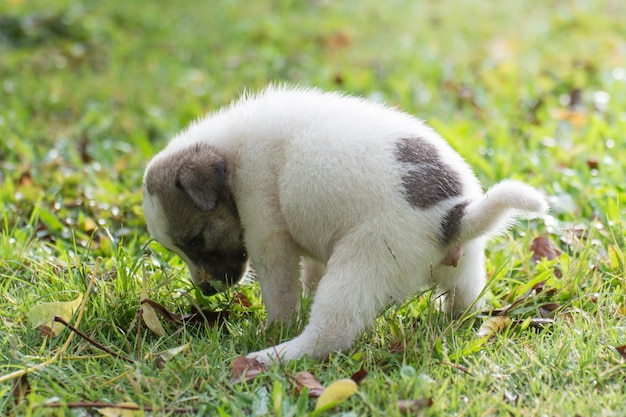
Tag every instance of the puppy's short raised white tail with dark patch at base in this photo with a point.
(497, 209)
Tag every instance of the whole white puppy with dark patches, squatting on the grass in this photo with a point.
(369, 201)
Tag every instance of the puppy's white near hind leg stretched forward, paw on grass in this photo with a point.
(344, 304)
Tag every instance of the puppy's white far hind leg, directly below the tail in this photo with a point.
(460, 286)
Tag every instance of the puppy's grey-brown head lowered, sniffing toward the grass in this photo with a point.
(190, 210)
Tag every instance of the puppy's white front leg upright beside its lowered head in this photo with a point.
(276, 263)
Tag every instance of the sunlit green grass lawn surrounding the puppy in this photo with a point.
(91, 91)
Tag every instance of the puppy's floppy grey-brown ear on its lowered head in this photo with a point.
(201, 176)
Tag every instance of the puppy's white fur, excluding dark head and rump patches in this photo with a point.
(314, 176)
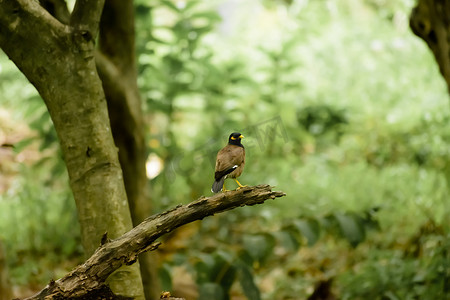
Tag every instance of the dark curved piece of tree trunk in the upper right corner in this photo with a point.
(430, 20)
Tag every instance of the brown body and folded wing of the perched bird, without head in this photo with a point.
(229, 157)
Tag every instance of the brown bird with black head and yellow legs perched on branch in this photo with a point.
(230, 162)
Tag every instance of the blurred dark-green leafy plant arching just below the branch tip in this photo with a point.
(244, 256)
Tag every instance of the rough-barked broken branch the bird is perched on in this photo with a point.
(91, 276)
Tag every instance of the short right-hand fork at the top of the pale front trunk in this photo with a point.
(86, 15)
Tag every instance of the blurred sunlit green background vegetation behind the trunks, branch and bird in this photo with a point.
(343, 109)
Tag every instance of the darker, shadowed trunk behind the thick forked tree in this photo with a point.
(116, 63)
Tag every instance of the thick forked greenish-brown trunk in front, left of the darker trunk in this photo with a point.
(58, 60)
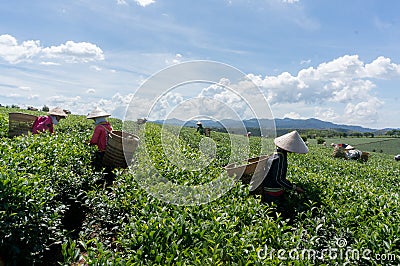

**WHAT IS BEING ASKED**
Give every record again word for word, pictures excluded.

**SOLUTION TO THIS PROBLEM**
Tag every instance of the puppy's short raised white tail with dark patch at base in this photo with a point.
(497, 209)
Tag every instance of the whole white puppy with dark patches, squatting on the grass in this photo with a point.
(369, 201)
Tag every instance of the puppy's white near hind leg stretched forward, paw on grass in this photo with a point.
(344, 304)
Tag every instance of the puppy's white far hind leg, directly below the tail in this photo with a point.
(460, 286)
Tag every instance of the puppy's grey-brown head lowered, sniffing toward the grass in this photo with a point.
(190, 210)
Tag every instance of the puppy's white front leg upright beside its lowered head in this photo with a point.
(276, 263)
Tag every instance of the sunlit green grass lawn surrounding the puppy in this photo with a point.
(91, 91)
Tag every instance of the puppy's floppy grey-brown ear on its lowered head in this photo with a point.
(201, 176)
Tag every instance of the puppy's white fur, excluding dark head and rump patches in this photo with a point.
(314, 176)
Tag every instance of the dark curved piece of tree trunk in the upper right corner in this photo with a point.
(430, 20)
Tag every instance of the brown body and folded wing of the perched bird, without head in this photo with a point.
(229, 157)
Tag every instance of the brown bird with black head and yellow legs perched on branch in this photo with a point.
(230, 162)
Tag every instance of the blurred dark-green leafy plant arching just below the branch tip in this photo with a point.
(244, 256)
Tag every instance of the rough-barked broken branch the bird is perched on in this photo with a point.
(91, 276)
Tag every instance of the short right-hand fork at the top of the pale front trunk in this photo with a point.
(86, 15)
Tag every instance of the blurred sunlit green background vegetation behind the trunks, branch and bird in this photo with a point.
(343, 109)
Tag every instance of the darker, shadowed trunk behind the thick forked tree in this photo with a point.
(116, 63)
Tag every instance of the thick forked greenish-brown trunk in front, left of the darker trunk in this photo with a point.
(58, 60)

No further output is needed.